**READING PASSAGE**

_ _ _ _ _

Dive Brief:
- Under new deals with generic drug manufacturers, Médecins Sans Frontières says it can buy copycat versions of Gilead Sciences Inc.'s Sovaldi and Bristol-Myers Sqibb Co.'s Daklinza (daclatasvir) for as little as $1.40 a day.
- The Swiss organization, known as Doctors Without Borders in the U.S., will pay $120 for a 12-week regimen of the hepatitis C medications that just two years ago cost the group between $1,400 and $1,800 through the companies' respective patient access programs, according to an Oct. 31 statement.
- The Food and Drug Administration first approved the combination of Daklinza and sofosbuvir, the active ingredient in Sovaldi, in July 2015 for hep C patients with genotype 3 infections. Both drugs are known as direct-acting antivirals (DAAs) and, although older, have the ability to cure more than nine in ten patients with the liver disease.

_ _ _ _ _

**SOURCE INFORMATION**

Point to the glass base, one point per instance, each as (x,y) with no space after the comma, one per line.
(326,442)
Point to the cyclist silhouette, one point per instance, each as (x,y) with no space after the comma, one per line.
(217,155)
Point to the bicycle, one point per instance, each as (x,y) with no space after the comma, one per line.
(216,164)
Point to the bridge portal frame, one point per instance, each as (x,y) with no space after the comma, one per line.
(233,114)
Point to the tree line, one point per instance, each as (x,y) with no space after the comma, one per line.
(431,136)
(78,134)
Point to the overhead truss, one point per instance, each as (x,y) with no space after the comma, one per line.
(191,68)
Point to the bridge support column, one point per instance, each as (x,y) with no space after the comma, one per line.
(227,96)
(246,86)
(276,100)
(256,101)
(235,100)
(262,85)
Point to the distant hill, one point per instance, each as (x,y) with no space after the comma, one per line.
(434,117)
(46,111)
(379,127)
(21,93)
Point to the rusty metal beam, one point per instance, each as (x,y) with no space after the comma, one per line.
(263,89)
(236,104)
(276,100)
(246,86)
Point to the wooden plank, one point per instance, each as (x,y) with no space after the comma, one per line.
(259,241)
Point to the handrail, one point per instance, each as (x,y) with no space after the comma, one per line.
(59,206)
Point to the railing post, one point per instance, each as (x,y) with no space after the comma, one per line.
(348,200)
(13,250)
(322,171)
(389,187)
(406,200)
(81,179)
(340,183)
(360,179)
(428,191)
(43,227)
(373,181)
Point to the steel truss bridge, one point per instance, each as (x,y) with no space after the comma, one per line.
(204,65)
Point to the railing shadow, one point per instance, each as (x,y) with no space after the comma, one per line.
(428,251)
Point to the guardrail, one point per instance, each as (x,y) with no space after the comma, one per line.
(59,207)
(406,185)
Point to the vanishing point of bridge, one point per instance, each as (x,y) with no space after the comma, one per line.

_ _ _ _ _

**TASK LIST**
**A.** Answer these questions about the hepatitis C brief:
(i) What is the lowest daily price Médecins Sans Frontières says it can pay for the generic versions?
(ii) How much will the organization pay for a 12-week regimen of the medications?
(iii) In what month and year did the FDA first approve the combination of Daklinza and sofosbuvir?
**B.** Can you copy the stretch of the hepatitis C brief from "- The Food and" through "the liver disease."?
**C.** What follows the last sentence of the hepatitis C brief? Write the continuation.

**LIST OF ANSWERS**
**A.**
(i) As little as $1.40 a day.
(ii) $120.
(iii) July 2015.

**B.**
- The Food and Drug Administration first approved the combination of Daklinza and sofosbuvir, the active ingredient in Sovaldi, in July 2015 for hep C patients with genotype 3 infections. Both drugs are known as direct-acting antivirals (DAAs) and, although older, have the ability to cure more than nine in ten patients with the liver disease.

**C.**
Dive Insight:
Hep C drugmakers have painted themselves into a corner. Increased market competition pushed them to craft better products, but those medicines have gotten so good that they're effectively curing the disease — and thereby slashing the number of patients in the developed world who still need treatment.
Unsurprisingly, Gilead has seen sales of its antiviral products slip in recent years, and company executives expect that decline to continue. While those products still brought in $5.8 billion during the third quarter, Sovaldi (sofosbuvir) sales declined 73% year over year to $219 million.
Yet, in addition to smaller sales, hep C drugmakers remain under pressure to increase access to their drugs. In July, for instance, the World Health Organization urged countries to ramp up capabilities for DAA production.
"The revolution in hepatitis C treatment with DAAs has, for the first time, provided an opportunity for widespread scale-up of curative treatment," Gottfried Hirnschall, Director of WHO’s Department of HIV and Global Hepatitis Programme, said in a July 25 statement.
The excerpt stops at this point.